* _Tasks to carry out_:
**1)** In the blog entries below, set down word for word the part that opens with the words containing "June 30, 2006" and closes with "in Gravity's Rainbow.".
**2)** The blog entries below name some ice cream varieties as examples of wacko flavors. List each of those varieties as the entries give them.

======== Document passage ========

June 30, 2006

A delicious roasted garlic confection

One of the great things about summer in East Van (besides the girls shooting up al fresco) is the Casa Gelato, where you can get ice cream in 218 flavours including mind-bendingly wacko varieties like Wasabi, Balsamic, and Asparagus and Cranberry. My selection last night: Chocolate Chilli and Chai Tea. I've never had heartburn from ice cream before. I went to bed with flames in my throat, thinking of The Disgusting English Candy Drill in Gravity's Rainbow.

June 28, 2006

It's not just your eyes

The font is indeed smaller. I was inspired by these tight-squeeze shoes I wore tonight which attracted many admiring glances, but which made me feel, on the long tramp home, like the Little Mermaid. Next week if I decide to wear them again you may require a magnifying glass. If you have any trouble at all with the size of the text, please don't be afraid to contact the Complaints Department.

======== Recorded data ========

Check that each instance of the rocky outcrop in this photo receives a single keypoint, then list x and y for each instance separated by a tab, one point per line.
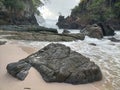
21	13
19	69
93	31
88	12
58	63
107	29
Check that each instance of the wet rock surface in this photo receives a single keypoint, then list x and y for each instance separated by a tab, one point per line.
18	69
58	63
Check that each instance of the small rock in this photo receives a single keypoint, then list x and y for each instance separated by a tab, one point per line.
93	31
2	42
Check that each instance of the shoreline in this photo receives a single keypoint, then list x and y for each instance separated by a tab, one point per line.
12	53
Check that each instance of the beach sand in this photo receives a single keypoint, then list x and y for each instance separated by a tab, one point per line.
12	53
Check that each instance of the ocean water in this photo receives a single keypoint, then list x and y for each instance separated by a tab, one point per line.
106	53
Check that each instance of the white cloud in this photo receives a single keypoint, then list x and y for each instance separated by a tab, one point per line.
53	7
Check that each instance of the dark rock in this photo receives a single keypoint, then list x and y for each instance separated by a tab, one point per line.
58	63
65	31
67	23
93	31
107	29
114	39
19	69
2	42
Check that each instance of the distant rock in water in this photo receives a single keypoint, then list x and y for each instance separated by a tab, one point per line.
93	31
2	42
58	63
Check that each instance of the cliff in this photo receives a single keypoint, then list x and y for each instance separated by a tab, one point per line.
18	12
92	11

========
======== Recorded data ========

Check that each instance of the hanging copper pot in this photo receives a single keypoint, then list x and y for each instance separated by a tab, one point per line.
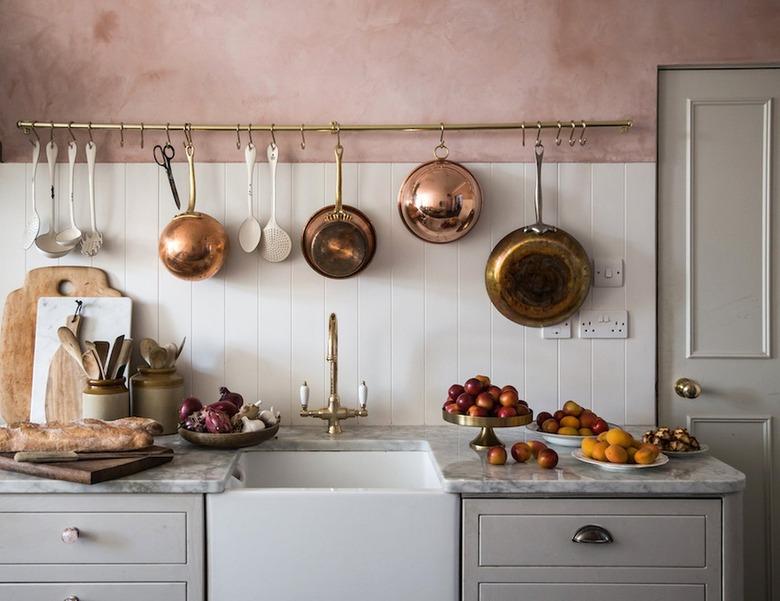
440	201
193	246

========
======== Recorded data ========

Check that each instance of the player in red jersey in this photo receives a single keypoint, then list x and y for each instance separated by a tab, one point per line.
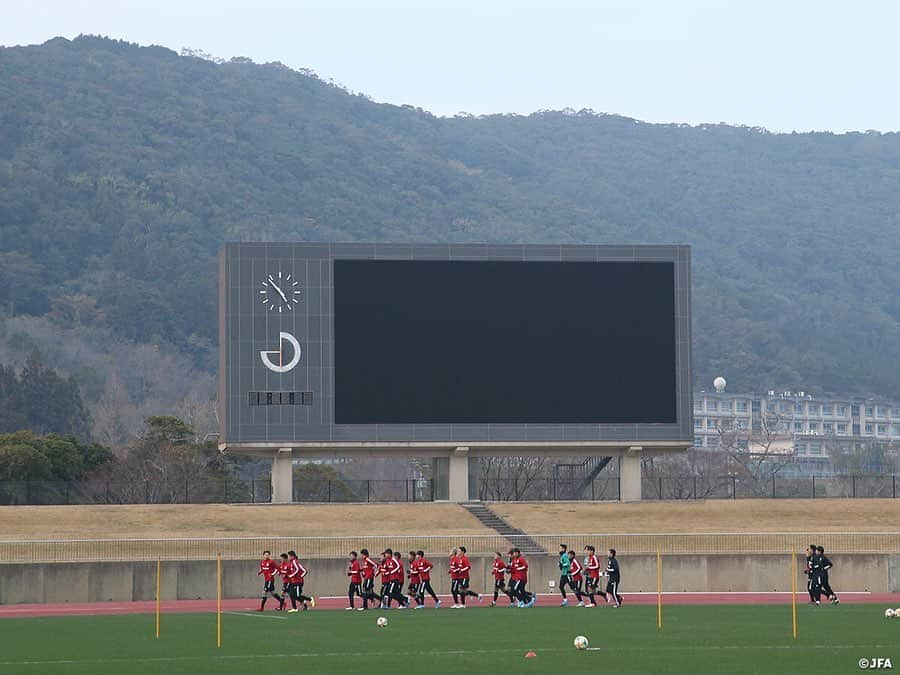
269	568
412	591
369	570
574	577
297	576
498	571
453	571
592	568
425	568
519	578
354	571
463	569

========

* _Expected results_:
**1)**
June 30, 2006

A delicious roasted garlic confection

One of the great things about summer in East Van (besides the girls shooting up al fresco) is the Casa Gelato, where you can get ice cream in 218 flavours including mind-bendingly wacko varieties like Wasabi, Balsamic, and Asparagus and Cranberry. My selection last night: Chocolate Chilli and Chai Tea. I've never had heartburn from ice cream before. I went to bed with flames in my throat, thinking of The Disgusting English Candy Drill in Gravity's Rainbow.

**2)**
Wasabi
Balsamic
Asparagus and Cranberry